PROBLEMAS E TAREFAS ->
(a) Transcreva textualmente a passagem do excerto sobre a «Algéria» da «Visão» que começa nas palavras que contêm "A Algéria da" e termina em "questão de som.".
(b) Segundo o excerto sobre a «Algéria» da «Visão», qual é o título da caixa em que a Argélia é designada por Algéria?
(c) Enumere todos os trechos que, no corpo do excerto sobre a «Algéria» da «Visão» (excluindo o título), aparecem entre aspas angulares («»).

A Algéria da «Visão» ou «os computadores já fazem esse trabalho…»

Quando há alguns anos os revisores começaram a ser dispensados pelas administrações dos jornais, ficou célebre um engenheiro que explicou: «Não é preciso revisor. Os computadores já fazem esse trabalho…»

A página 73 da Revista «Visão» desta semana apresenta um trabalho jornalístico assinado por Clara Teixeira e João Paulo Vieira o qual, numa caixa intitulada «Onde está o dinheiro», se refere à Argélia como se fosse Algéria. Claro que todos sabemos que em França se diz e se escreve Algerie e que os nosso simpáticos emigrantes dizem os algerianos tal como dizem (por lapso mais que óbvio) os romanos em vez de os romenos. É tudo uma questão de som.

Fazem lembrar um daqueles emigrantes portugueses do princípio (anos cinquenta) quando chegou de férias à sua terra e disse aos primos como era a França: «Oh Primo! Trabalha-se muito, ganha-se bem mas vai quase tudo para as ampolas». Só muitos anos depois é que a malta da aldeia descobriu que ele queria dizer impostos mas julgava que era só dar um arzinho português – ouvia dizer les ampô dizia as ampolas.

Entradas guardadas
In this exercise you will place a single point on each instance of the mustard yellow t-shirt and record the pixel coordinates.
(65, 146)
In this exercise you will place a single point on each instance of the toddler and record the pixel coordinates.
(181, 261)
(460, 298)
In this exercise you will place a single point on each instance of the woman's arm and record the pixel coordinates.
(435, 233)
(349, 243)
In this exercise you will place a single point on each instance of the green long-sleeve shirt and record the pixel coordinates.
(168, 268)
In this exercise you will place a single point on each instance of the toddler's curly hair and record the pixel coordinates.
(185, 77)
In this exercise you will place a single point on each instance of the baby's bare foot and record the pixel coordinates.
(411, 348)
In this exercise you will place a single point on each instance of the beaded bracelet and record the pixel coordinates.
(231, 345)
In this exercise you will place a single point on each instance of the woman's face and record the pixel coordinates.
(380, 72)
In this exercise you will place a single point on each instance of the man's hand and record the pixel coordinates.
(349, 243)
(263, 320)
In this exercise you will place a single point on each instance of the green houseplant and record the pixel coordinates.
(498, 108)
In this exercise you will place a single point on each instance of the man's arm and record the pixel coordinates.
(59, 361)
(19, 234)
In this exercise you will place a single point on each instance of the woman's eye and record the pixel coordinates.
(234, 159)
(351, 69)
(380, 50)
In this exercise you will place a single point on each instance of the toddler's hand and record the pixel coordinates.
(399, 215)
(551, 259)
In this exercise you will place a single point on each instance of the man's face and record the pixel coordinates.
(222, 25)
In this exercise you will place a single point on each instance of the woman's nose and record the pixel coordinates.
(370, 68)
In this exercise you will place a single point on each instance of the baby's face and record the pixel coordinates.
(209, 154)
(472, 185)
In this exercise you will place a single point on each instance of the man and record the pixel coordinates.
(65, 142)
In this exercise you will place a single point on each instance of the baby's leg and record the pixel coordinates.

SOLUÇÕES POR ORDEM ->
(a)
A Algéria da «Visão» ou «os computadores já fazem esse trabalho…»

Quando há alguns anos os revisores começaram a ser dispensados pelas administrações dos jornais, ficou célebre um engenheiro que explicou: «Não é preciso revisor. Os computadores já fazem esse trabalho…»

A página 73 da Revista «Visão» desta semana apresenta um trabalho jornalístico assinado por Clara Teixeira e João Paulo Vieira o qual, numa caixa intitulada «Onde está o dinheiro», se refere à Argélia como se fosse Algéria. Claro que todos sabemos que em França se diz e se escreve Algerie e que os nosso simpáticos emigrantes dizem os algerianos tal como dizem (por lapso mais que óbvio) os romanos em vez de os romenos. É tudo uma questão de som.

(b) «Onde está o dinheiro»

(c)
- «Não é preciso revisor. Os computadores já fazem esse trabalho…»
- «Visão»
- «Onde está o dinheiro»
- «Oh Primo! Trabalha-se muito, ganha-se bem mas vai quase tudo para as ampolas»